═════ EXTRACTED DATA
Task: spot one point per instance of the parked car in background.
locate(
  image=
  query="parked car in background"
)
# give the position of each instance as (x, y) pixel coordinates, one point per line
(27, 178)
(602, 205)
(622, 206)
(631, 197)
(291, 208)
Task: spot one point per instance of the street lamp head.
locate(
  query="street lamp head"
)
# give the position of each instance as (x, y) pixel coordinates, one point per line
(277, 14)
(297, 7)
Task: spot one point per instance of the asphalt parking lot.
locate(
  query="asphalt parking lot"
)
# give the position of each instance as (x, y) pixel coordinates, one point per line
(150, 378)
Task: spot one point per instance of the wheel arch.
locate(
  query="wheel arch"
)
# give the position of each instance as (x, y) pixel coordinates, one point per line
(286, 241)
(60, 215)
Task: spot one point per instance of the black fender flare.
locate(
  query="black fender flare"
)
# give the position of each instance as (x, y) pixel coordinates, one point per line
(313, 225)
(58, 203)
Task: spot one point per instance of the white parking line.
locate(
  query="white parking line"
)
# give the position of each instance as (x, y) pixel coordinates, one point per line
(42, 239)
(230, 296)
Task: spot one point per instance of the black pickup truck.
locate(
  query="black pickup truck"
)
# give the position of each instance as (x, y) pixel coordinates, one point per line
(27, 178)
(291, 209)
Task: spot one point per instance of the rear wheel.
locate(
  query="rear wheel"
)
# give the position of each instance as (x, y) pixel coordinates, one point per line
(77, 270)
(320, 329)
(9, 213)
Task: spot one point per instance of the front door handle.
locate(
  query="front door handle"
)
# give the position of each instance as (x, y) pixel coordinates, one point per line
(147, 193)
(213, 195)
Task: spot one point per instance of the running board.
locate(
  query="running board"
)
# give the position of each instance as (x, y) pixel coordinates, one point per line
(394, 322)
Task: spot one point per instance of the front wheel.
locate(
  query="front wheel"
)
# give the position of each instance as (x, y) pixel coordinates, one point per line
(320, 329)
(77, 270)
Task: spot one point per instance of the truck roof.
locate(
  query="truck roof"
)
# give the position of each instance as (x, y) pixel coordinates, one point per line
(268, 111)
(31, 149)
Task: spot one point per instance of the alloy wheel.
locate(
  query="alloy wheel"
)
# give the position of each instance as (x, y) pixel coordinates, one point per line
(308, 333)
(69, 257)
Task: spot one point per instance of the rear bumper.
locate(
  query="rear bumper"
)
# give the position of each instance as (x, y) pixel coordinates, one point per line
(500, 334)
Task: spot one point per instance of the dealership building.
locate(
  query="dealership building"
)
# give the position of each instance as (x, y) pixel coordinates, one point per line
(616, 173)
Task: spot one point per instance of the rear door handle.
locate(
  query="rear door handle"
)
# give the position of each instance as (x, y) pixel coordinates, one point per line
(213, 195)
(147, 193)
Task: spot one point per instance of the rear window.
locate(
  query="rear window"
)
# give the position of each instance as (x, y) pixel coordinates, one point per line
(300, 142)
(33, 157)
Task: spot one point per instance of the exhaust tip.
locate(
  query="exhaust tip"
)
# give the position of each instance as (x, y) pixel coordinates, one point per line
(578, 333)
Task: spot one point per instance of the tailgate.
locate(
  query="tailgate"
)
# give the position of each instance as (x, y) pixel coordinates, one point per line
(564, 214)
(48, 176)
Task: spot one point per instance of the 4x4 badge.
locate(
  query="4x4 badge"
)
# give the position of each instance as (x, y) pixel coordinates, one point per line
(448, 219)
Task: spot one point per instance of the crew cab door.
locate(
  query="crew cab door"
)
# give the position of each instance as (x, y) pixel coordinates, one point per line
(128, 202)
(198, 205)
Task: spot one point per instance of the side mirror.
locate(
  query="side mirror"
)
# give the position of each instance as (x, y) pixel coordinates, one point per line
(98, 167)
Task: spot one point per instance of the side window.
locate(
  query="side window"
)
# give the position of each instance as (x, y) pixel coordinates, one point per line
══════════
→ PROMPT:
Report every line containing the string "crew" in the material.

→ WRITTEN SOLUTION:
Task: spot one point per instance of the crew cab door.
  query="crew cab door"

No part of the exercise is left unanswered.